What you will do:
How many lines in the records below contain the word "tire"? Answer with the number only.

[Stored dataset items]
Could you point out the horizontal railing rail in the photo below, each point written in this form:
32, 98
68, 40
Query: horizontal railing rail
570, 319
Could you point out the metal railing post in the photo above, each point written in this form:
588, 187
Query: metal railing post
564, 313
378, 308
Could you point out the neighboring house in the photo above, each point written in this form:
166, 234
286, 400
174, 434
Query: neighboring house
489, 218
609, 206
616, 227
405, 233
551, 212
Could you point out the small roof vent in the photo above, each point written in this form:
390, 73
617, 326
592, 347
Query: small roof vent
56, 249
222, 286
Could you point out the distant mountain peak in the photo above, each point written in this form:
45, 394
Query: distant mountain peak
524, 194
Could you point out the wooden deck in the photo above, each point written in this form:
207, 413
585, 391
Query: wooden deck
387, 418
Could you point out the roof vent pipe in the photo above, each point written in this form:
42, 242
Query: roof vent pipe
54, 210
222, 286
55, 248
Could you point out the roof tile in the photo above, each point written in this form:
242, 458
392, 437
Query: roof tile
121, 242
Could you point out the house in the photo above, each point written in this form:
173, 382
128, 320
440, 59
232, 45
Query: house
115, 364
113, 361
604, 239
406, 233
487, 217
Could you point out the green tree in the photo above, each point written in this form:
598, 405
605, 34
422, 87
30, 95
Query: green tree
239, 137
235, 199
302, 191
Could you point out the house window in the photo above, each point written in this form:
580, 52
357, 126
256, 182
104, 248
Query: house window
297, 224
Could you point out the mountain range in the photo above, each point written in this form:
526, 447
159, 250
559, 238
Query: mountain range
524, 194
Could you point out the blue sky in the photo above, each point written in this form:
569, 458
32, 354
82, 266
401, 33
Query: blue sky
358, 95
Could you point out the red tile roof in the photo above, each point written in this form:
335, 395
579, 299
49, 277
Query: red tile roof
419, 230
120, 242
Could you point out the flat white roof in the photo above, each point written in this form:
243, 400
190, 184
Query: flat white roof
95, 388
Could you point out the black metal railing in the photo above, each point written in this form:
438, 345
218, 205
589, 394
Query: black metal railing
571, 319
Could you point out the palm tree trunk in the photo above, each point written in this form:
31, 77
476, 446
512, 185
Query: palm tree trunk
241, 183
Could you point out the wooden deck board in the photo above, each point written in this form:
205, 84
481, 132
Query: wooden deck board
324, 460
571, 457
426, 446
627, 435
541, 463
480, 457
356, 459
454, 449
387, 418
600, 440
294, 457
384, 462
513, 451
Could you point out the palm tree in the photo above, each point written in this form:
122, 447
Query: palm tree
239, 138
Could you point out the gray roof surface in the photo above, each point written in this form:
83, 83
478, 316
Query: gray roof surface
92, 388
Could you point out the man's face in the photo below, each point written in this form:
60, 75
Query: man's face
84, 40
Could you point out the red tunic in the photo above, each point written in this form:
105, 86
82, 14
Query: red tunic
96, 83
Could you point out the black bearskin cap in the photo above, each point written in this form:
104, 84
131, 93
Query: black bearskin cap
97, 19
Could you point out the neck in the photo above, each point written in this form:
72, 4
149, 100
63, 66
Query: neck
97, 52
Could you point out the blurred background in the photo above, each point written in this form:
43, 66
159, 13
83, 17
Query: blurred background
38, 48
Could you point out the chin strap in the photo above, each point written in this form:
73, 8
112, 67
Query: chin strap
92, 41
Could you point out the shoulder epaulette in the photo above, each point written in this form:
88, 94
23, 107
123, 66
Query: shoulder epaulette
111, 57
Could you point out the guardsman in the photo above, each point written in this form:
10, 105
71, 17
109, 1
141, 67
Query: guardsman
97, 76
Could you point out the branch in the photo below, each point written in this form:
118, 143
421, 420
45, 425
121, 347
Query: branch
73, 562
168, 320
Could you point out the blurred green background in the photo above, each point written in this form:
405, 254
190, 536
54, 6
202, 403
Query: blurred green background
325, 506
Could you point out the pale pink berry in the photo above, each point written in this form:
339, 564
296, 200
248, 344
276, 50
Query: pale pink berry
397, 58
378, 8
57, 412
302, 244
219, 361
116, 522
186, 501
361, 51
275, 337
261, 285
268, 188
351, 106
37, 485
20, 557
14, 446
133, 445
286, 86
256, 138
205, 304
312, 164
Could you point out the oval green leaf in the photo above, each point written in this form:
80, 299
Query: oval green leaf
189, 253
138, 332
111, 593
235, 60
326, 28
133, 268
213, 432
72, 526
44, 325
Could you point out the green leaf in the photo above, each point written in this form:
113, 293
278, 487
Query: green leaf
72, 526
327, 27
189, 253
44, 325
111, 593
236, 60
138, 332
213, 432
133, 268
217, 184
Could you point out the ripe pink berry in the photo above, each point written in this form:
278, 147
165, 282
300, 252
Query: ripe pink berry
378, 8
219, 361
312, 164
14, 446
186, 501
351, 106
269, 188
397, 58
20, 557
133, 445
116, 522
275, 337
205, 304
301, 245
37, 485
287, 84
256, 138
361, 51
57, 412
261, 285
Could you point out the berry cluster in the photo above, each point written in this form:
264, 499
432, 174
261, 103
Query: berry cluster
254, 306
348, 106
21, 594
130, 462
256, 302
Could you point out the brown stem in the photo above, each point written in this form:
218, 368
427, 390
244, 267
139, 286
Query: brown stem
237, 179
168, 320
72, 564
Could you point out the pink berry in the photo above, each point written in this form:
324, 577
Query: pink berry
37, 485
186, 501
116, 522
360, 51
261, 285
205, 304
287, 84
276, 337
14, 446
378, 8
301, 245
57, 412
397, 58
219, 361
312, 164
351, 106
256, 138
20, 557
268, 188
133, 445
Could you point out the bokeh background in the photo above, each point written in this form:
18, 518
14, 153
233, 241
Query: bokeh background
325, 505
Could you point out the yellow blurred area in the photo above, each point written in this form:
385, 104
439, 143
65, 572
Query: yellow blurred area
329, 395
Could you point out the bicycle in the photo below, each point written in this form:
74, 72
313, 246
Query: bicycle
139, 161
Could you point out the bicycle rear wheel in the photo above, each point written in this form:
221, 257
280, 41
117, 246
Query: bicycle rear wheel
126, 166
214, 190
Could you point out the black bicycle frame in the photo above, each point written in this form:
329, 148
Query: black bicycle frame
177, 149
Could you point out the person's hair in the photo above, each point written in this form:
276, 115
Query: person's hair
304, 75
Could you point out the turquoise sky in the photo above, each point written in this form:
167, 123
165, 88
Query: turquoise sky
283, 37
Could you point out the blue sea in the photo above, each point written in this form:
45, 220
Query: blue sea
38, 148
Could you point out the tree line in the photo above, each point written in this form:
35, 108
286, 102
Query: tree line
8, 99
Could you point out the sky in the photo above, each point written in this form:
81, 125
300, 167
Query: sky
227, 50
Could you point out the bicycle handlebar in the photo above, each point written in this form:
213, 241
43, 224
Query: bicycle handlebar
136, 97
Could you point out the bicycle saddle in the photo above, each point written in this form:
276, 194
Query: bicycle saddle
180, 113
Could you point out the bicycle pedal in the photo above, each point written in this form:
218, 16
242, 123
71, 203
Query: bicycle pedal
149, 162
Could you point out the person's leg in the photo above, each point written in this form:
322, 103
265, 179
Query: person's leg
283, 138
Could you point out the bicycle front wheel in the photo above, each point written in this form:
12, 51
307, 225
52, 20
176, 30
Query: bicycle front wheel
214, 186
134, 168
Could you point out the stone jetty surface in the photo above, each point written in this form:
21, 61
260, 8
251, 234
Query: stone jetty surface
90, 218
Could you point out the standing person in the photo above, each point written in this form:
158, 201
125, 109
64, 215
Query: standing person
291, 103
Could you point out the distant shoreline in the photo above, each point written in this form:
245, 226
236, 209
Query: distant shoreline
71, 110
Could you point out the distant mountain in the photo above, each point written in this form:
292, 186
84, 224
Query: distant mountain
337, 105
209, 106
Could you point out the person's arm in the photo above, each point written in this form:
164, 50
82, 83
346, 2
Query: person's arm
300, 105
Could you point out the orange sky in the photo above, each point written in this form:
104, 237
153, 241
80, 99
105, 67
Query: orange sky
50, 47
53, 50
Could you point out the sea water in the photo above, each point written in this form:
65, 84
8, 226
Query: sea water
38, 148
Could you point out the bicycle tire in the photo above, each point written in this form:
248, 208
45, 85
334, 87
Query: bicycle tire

Response:
2